▶ _Complete the following_:
a. Say whether each statement below agrees with the scene summary, answering yes or no and quoting the words of the summary that settle it: (i) the General moves about his capital without being recognized; (ii) Piquillo wins the quarrel over which song to perform first; (iii) the citizens pay for their own drinks.
b. Write the next part of the scene summary, carrying on after its final sentence.

▶ _Quoted text_:

Night. A town square in the republic of Costa Banana, in front of a club, The Three Muchachas
Served by the three muchachas, the citizens of Costa Banana are celebrating the birthday of their Head of State, General de Ribeira, drinking at his expense. In disguise Colonel Panatellas and Don Pedro check that the people are enjoying themselves, followed by the General himself, also incognito (but recognised by all), taking pleasure in wandering around his capital and eyeing off the female population. Outside the club, the street singers Pericole and Piquillo quarrel about their choice of repertoire - she wants to start with a Country and Western number, he wants to make a statement. He wins and they embark on a song decrying the Spanish conquistadors and celebrating their republic. This does not go over well, so Pericole brings on the Country and Western song, in which the girl resists the overtures of her aspiring lover - until he produces a gold nugget.

▶ _Supplied information_:
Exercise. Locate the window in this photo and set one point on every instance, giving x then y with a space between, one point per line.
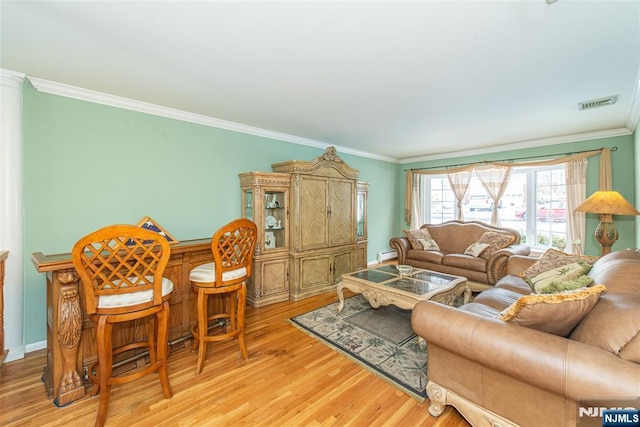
534 204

▶ _Results for the exercise_:
a.
(i) No: "also incognito (but recognised by all)".
(ii) Yes: "He wins".
(iii) No: "drinking at his expense".

b.
This is more successful, but the crowd is drawn away by a troupe of performing dogs. The singers are starving and Piquillo goes off in search of an audience while Pericole falls asleep, where she is found by the susceptible General, who is smitten by her charms.
At first she resists his invitation to become one of the ladies-in-waiting to his (dead) wife, but the promise of supper overcomes her scruples and she writes a letter of regretful and loving farewell to Piquillo and leaves it with the three muchachas as she goes off to eat. Because the "lady-in-waiting" must be married, Panatellas and Don Pedro are sent to find a husband for Pericole. They prevent Piquillo, who is distraught at Pericole's parting letter, from killing himself and get him so drunk that he agrees to be the bridegroom. They also find two notaries. Pericole is also drunk, but refuses to be married, changing her mind when she sees the bridegroom.
Piquillo, however, does not recognise her and tells her that he is sure to be unfaithful as his heart is another's. They are married and escorted off to separate rooms.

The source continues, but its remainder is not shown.